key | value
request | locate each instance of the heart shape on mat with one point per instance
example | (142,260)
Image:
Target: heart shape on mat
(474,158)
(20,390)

══════

-- Aim --
Retype the data above line for line, with no changes.

-- The result --
key | value
request | locate each instance of the heart shape on mat with one point per instance
example | (142,260)
Image:
Target: heart shape on mat
(474,158)
(20,390)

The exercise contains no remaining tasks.